• Text block:
———

10 Things Doctors Have Reconsidered This Century

Value of Saturated Fats
Although calorie consumption from fat in America has fallen from 40 to 30 percent since the 1980s, obesity rates have soared. Doctors are rethinking the traditional advice to lower fat intake in order to lose weight. Samuel Kessler/E+/Thinkstock

Saturated fats were given the heave-ho in the 1970s, when a landmark study linked coronary heart disease with high levels of total cholesterol. People were advised to reduce their fat intake to 30 percent of total calories and limit saturated fats to a mere 10 percent[source: Willey]. Reduced-fat products flooded the market -- remember Snackwell cookies, anyone? -- and we gobbled them up.

———

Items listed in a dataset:
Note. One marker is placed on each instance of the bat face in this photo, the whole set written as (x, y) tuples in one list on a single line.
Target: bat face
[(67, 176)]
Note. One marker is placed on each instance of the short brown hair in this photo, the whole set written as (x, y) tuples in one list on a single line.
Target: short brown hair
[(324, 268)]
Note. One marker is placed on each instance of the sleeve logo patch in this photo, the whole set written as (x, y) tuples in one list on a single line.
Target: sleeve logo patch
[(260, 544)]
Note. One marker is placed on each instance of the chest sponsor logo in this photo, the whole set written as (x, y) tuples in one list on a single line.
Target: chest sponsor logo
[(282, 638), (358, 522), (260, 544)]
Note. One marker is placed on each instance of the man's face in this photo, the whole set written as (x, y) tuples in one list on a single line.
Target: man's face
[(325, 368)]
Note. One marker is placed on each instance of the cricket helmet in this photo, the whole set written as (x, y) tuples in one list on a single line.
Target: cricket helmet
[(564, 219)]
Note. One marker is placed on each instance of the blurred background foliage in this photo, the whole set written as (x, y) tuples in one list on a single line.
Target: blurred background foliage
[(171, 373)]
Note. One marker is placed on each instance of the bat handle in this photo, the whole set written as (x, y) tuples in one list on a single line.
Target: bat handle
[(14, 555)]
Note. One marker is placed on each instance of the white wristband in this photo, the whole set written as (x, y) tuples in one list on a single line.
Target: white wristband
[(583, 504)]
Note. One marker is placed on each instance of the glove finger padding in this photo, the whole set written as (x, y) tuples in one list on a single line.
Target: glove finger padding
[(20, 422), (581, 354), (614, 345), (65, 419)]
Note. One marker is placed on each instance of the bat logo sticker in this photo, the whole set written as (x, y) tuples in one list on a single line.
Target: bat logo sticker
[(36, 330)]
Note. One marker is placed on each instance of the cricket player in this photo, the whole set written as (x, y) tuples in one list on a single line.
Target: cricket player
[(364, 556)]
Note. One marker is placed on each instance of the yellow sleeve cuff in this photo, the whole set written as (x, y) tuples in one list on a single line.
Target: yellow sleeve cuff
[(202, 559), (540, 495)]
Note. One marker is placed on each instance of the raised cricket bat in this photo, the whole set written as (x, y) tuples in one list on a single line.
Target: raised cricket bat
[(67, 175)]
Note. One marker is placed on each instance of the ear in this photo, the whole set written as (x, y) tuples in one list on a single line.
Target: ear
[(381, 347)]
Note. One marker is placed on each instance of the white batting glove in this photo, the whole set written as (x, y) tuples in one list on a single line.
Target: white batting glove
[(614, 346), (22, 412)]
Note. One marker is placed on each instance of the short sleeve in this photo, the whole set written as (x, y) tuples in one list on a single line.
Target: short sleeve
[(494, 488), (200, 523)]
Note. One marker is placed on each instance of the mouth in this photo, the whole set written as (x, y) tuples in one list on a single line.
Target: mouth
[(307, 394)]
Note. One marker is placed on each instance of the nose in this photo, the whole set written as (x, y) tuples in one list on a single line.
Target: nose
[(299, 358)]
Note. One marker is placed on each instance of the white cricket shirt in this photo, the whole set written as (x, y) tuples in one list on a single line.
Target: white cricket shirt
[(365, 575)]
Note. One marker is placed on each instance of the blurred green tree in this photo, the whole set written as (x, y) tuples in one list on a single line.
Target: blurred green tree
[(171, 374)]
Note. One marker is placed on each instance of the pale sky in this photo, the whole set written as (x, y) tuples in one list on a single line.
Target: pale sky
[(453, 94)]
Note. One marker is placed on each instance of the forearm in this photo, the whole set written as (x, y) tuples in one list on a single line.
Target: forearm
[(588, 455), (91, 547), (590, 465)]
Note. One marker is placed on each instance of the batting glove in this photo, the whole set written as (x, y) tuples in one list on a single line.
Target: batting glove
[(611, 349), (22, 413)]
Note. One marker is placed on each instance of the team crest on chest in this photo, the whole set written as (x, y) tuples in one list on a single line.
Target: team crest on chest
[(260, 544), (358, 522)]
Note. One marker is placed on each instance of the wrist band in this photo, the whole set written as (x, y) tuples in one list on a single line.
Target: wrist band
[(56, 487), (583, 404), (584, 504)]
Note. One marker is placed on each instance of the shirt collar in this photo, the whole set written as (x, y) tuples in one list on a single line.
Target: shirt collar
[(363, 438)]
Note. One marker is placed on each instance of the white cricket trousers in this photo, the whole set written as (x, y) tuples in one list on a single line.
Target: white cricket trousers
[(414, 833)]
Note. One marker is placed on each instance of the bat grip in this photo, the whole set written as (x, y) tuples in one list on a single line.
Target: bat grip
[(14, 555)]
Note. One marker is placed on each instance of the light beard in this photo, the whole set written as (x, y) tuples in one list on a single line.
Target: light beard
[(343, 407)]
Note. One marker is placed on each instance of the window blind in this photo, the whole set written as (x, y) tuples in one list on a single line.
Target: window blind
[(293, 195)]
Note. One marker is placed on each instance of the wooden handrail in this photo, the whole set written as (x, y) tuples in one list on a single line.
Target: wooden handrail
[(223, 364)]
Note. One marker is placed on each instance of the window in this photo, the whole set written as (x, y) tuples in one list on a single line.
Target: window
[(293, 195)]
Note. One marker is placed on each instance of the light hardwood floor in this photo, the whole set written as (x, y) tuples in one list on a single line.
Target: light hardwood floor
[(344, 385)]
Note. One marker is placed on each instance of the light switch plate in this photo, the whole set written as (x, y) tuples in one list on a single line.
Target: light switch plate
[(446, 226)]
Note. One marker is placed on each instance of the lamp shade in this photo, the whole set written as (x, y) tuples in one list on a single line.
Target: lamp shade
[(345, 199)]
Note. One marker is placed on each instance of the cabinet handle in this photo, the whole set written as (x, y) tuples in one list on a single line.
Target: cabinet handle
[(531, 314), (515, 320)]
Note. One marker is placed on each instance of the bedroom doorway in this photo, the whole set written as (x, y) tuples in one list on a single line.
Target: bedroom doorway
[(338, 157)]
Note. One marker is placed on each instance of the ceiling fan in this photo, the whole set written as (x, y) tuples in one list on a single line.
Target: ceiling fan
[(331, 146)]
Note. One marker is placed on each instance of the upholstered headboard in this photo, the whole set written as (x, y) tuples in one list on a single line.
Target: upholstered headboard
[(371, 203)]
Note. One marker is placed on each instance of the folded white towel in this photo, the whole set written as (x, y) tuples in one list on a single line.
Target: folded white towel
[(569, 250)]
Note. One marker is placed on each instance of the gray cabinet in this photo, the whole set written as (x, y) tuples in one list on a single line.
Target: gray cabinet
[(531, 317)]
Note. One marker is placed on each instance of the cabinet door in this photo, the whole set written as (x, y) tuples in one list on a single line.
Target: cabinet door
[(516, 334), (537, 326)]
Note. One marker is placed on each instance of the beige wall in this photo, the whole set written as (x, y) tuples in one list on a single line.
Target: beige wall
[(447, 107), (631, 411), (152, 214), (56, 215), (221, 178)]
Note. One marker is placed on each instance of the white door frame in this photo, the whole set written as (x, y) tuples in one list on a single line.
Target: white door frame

———

• Tasks to complete:
A - Shorten the paragraph beginning "Saturated fats were given the heave-ho" from the article on medical advice doctors have reconsidered, keeping its main facts.
B - Write the next part of the article on medical advice doctors have reconsidered, picking up after its last sentence.
None of the data is needed here.

• Task-by-task results:
A - In the 1970s, a landmark study tied coronary heart disease to high total cholesterol, so saturated fats fell out of favor. People were told to get no more than 30 percent of their calories from fat and only 10 percent from saturated fats. Reduced-fat products such as Snackwell cookies filled the market, and people bought them eagerly.

B -
In 2014, some doctors say that was possibly the worst medical advice given in the past 40 years [source: Willey]. People gorged on low-fat products, which typically had loads of extra sugar to compensate for the flavor lost when saturated fats were lessened or removed. Obesity became an enormous problem. (The obesity rate among U.S. adults has more than doubled since the 1960s, from 13.4 to 35.7 percent [source: National Institutes of Health].) And heart disease didn't diminish. Additional studies haven't shown any significant link between saturated fats and higher risks of cardiovascular disease [source: Willey].

The current advice is to eat your fruits and veggies, eat healthy fats like those found in avocados, nuts and seeds, and enjoy saturated fats -- like meat, cheese and eggs -- in moderation. It's the fats that keep you feeling fuller longer, and less prone to snacking. And when you do snack, pass on the sugary, highly-processed foods [source: Northrup].